TASK INPUT:
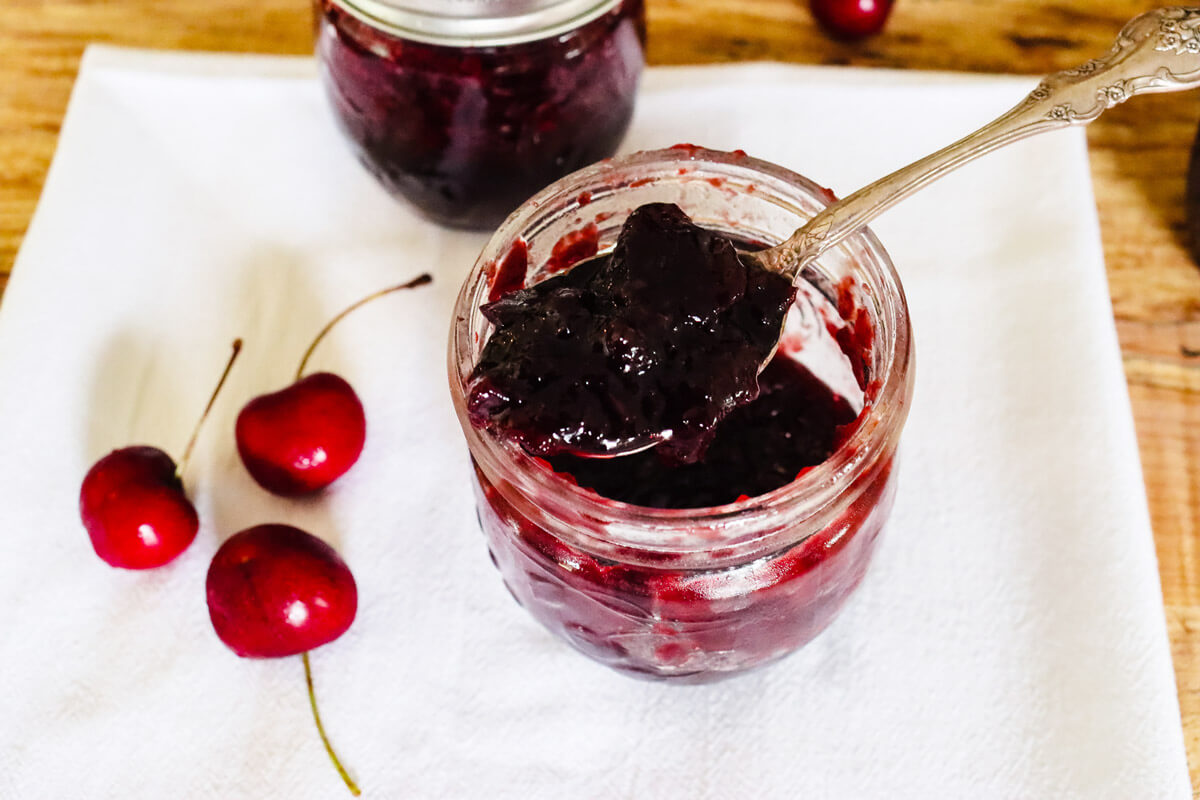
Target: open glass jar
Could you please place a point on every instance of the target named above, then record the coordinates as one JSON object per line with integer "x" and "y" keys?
{"x": 694, "y": 594}
{"x": 468, "y": 107}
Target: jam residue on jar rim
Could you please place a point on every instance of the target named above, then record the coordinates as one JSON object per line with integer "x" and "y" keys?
{"x": 475, "y": 23}
{"x": 719, "y": 534}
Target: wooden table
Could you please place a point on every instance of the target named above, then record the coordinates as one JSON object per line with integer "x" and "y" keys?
{"x": 1139, "y": 161}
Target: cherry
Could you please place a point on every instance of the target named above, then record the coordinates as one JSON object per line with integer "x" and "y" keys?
{"x": 276, "y": 590}
{"x": 133, "y": 505}
{"x": 851, "y": 19}
{"x": 304, "y": 437}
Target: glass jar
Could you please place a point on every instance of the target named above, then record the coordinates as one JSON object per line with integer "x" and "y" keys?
{"x": 695, "y": 594}
{"x": 468, "y": 107}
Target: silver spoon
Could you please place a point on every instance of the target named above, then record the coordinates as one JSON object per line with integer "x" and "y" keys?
{"x": 1156, "y": 52}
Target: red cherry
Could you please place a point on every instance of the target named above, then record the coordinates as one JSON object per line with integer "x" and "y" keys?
{"x": 276, "y": 590}
{"x": 851, "y": 18}
{"x": 303, "y": 438}
{"x": 133, "y": 506}
{"x": 132, "y": 500}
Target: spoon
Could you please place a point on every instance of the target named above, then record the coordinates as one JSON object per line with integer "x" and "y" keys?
{"x": 1156, "y": 52}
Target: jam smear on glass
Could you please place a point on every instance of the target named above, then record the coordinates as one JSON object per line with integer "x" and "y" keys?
{"x": 660, "y": 340}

TO BE DONE:
Revise the listing above by replacing every occurrence of "cherry" with "grape" and leaving all other text unchanged. Omit the pictures from your answer.

EXERCISE ANSWER:
Target: open glass jar
Could you please place a point on every instance of the target named above, then record the coordinates as one JSON object per line with integer "x" and "y" keys?
{"x": 694, "y": 594}
{"x": 468, "y": 107}
Target: jam residue on jar rim
Could you please place a point on every instance of the target named above, then record the coordinates as one JSON object per line with integer "x" and "y" keys?
{"x": 475, "y": 23}
{"x": 719, "y": 534}
Target: wooden table
Could you please place a point on every instance of the target named above, then record the coordinates as one JSON object per line with integer "x" and "y" keys?
{"x": 1139, "y": 161}
Target: grape
Could you please place a point on every instance of the target named above, then record the coordinates as one JSON object per line with integer "x" and "y" keys?
{"x": 276, "y": 590}
{"x": 133, "y": 505}
{"x": 851, "y": 19}
{"x": 304, "y": 437}
Target: glass jar
Could you please place a point on every instance of the target named above, then record the coordinates as one JSON object per line with integer "x" and "y" keys?
{"x": 695, "y": 594}
{"x": 468, "y": 107}
Target: silver spoon
Could you please place a point on every instance of the target named above, then record the coordinates as one JSON object per line with integer "x" and "y" keys?
{"x": 1156, "y": 52}
Target: red grape
Could you please place a point on every instance of the target named above, then record the coordinates as one JSON object per line with integer "x" and "y" keys?
{"x": 276, "y": 590}
{"x": 851, "y": 18}
{"x": 303, "y": 438}
{"x": 133, "y": 506}
{"x": 132, "y": 500}
Target: spoon
Could you please place a point on every instance of the target named above, then record the coordinates as one JSON object per line with integer "x" and "y" keys?
{"x": 1156, "y": 52}
Target: jam smear on glass
Could you please place a point on every instance of the target named above, then record the coordinates as one JSON object per line with integer "x" and "y" keys?
{"x": 660, "y": 340}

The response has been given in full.